» Exercise A: In the article on China and the Beijing Olympics, rewrite the passage that opens with the words "So much seemed" and closes with "Javier and Bevan.", putting "National Aquatics Center" in place of "Water Cube".

» Source:

Security successes never get a medal. But the world should thank Greek and U.S. security forces for the nail biting capture just months before the Games of members of the November 17 Greek terrorist cell that planned an Olympic bombing.
China Today: A roaring Sino-Shrek, or an Insecure Sally Field?
So much seemed to be riding on these Olympics for the host Chinese, who want to prove they are more than worthy of hosting the Games.
So why should ordinary folk like us, who just want to see Michael Phelps kicking ass and taking names in the Water Cube and the Redeem Team do the same in basketball, give a damn about ideological saber rattling and geopolitical chest bumping? And if you are one of triathlon’s fans, maybe you only care to see if American triathletes can break into the medals against Vanessa and Emma and Javier and Bevan.
Think back to Berlin 1936, when too many ignored human rights issues in favor of Hitler’s pomp. Staying awake and paying attention to what seems true and false in the show that China presents to the world should give us a clue to the way the World is going and what our nation ought to do about it.
While China and the U.S. will compete to lead the sporting medal counts, it is naïve to think that the Olympics are any less a competition for international approval and prestige. George Orwell described such global sporting festivals as “war minus the shooting.” Coming out of a century of embarrassment and isolation, China’s national psyche is almost like a weird combination of the powerful Shrek and the insecure Sally Field. They want to come out of the Games and be able to say “They love me! They really love me!”
Their leaders say as much. “Winning the host rights means winning the respect, trust and favor of the international community,” said Wang Wei, a senior Beijing Olympic official. The official Chinese news agency Xinhua noted that the selection of Beijing was “another milestone in China’s rising international status and a historical even in the great renaissance of the Chinese nation.”
More than this, Chinese leaders see the Olympics as a chance to display the country’s rapid economic growth, and modernization, and show that China is a major power on equal footing with the West. Which is why essays in a South African newspaper that noted that China, following Mexico in 1968, was just the second “developing nation” to host an Olympics makes the Chinese tear out their hair.

» Exercise B: Format the records from the line containing "Batch processing job — object class: man's blond" through the line containing "355 117 417 157" as a two-column CSV with the headers request and response, one row per request, each field in quotation marks and line breaks turned into spaces.

» Excerpted records:
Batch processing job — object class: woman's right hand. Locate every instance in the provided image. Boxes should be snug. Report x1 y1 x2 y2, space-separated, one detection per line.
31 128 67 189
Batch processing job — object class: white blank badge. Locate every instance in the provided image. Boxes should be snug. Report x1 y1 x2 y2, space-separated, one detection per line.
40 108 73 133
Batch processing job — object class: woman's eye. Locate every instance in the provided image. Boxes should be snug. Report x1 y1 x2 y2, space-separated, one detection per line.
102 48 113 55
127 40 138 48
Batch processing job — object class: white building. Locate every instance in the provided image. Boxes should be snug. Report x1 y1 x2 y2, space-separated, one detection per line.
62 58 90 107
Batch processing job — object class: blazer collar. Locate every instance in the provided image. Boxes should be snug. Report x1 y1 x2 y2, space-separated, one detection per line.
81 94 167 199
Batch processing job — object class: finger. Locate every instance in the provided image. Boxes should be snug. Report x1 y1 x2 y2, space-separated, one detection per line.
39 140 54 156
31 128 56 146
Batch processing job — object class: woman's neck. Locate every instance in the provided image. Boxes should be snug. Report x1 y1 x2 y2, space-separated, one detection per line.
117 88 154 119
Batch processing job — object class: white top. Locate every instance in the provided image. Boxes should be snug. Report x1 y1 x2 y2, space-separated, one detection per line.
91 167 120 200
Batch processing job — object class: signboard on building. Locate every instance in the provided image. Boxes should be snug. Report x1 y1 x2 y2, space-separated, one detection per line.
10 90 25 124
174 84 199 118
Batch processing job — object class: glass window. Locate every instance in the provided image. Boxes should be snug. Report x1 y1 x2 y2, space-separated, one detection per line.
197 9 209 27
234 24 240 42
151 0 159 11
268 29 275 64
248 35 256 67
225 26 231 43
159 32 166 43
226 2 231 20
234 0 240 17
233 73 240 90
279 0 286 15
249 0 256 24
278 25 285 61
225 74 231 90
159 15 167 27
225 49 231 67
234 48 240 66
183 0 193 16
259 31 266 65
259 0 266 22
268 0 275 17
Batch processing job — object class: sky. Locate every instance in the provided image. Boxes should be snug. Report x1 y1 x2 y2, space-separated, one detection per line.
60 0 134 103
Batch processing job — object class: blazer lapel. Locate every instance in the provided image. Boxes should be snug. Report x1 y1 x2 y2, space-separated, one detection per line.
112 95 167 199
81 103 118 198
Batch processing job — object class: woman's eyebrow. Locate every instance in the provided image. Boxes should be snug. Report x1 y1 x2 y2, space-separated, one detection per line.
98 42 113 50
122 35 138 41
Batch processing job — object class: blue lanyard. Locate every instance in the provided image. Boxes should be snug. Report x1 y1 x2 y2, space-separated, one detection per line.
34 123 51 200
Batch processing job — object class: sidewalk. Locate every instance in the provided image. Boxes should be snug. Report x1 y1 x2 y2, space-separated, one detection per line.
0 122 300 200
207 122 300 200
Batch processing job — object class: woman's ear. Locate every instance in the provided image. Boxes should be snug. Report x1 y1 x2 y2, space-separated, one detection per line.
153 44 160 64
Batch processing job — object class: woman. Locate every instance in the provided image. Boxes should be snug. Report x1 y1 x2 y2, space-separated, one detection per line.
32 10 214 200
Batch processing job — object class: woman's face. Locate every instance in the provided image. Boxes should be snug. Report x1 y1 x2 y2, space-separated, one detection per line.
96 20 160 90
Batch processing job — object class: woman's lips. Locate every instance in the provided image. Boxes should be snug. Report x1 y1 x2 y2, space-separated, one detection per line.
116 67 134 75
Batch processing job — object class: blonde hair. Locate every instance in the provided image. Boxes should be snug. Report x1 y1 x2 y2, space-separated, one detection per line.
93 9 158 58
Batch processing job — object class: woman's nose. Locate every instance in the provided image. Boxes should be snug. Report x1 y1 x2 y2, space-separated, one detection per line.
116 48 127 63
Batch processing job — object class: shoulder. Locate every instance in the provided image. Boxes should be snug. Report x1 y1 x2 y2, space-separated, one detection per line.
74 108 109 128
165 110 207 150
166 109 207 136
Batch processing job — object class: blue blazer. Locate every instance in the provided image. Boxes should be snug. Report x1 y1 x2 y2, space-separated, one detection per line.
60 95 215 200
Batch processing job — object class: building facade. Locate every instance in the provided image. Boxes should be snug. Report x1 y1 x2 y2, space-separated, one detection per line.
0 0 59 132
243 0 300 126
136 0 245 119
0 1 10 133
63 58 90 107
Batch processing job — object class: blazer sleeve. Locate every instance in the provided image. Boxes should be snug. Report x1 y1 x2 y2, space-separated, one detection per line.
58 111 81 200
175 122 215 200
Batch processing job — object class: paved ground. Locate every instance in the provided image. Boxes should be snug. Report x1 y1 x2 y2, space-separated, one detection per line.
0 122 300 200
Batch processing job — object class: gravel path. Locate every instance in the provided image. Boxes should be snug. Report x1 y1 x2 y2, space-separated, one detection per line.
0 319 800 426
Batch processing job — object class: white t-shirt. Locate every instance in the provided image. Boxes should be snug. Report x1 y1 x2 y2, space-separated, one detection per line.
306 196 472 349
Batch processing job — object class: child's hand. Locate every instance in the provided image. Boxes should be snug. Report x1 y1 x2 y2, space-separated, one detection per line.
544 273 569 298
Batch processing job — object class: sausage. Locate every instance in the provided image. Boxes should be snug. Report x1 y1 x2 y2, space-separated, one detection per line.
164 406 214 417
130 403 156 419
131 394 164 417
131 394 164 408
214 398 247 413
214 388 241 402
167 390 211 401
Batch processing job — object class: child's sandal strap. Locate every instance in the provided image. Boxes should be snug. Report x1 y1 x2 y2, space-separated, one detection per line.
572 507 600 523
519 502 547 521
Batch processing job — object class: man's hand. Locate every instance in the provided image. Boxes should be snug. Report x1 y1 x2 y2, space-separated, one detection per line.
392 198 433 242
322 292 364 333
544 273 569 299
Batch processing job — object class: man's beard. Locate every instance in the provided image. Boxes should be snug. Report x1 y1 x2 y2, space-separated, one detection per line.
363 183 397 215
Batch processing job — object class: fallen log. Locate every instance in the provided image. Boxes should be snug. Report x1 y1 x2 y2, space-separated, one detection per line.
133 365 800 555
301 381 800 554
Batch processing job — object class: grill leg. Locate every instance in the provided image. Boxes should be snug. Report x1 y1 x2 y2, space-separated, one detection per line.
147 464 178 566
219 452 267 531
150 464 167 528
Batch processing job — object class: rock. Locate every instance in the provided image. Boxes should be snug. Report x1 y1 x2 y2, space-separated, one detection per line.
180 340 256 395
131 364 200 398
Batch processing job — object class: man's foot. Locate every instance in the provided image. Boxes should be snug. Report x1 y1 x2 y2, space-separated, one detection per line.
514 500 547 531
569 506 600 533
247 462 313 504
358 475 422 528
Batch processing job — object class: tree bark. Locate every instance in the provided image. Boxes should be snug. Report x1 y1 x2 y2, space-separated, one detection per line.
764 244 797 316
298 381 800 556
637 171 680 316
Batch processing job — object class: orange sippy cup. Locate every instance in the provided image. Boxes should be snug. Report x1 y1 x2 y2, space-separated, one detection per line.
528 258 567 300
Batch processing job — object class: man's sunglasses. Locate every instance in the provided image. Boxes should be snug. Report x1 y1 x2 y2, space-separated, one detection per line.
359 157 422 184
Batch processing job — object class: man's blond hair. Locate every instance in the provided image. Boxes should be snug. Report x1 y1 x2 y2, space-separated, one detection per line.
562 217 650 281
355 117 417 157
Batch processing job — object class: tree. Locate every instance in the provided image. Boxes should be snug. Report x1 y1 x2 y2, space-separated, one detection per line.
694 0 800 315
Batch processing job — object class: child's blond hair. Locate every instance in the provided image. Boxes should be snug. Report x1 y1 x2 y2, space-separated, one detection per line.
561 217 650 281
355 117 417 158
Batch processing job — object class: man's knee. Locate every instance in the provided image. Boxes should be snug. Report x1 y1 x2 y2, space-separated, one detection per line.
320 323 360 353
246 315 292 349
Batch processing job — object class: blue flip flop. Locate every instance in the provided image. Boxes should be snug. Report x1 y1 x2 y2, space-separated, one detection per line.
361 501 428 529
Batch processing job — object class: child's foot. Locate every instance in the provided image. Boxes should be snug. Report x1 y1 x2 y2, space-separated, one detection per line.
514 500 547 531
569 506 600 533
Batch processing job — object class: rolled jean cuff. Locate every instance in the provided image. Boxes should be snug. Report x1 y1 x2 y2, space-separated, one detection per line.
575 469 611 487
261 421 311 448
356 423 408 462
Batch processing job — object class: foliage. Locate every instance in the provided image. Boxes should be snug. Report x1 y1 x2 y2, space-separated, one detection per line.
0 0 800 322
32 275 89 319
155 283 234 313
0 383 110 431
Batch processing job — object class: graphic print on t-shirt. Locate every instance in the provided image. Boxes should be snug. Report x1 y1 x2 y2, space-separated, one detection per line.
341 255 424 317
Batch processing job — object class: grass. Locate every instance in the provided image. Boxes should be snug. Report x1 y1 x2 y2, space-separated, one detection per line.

» Exercise answer A:
So much seemed to be riding on these Olympics for the host Chinese, who want to prove they are more than worthy of hosting the Games.
So why should ordinary folk like us, who just want to see Michael Phelps kicking ass and taking names in the National Aquatics Center and the Redeem Team do the same in basketball, give a damn about ideological saber rattling and geopolitical chest bumping? And if you are one of triathlon’s fans, maybe you only care to see if American triathletes can break into the medals against Vanessa and Emma and Javier and Bevan.

» Exercise answer B:
request,response
"Batch processing job — object class: man's blond hair. Locate every instance in the provided image. Boxes should be snug. Report x1 y1 x2 y2, space-separated, one detection per line.","562 217 650 281 355 117 417 157"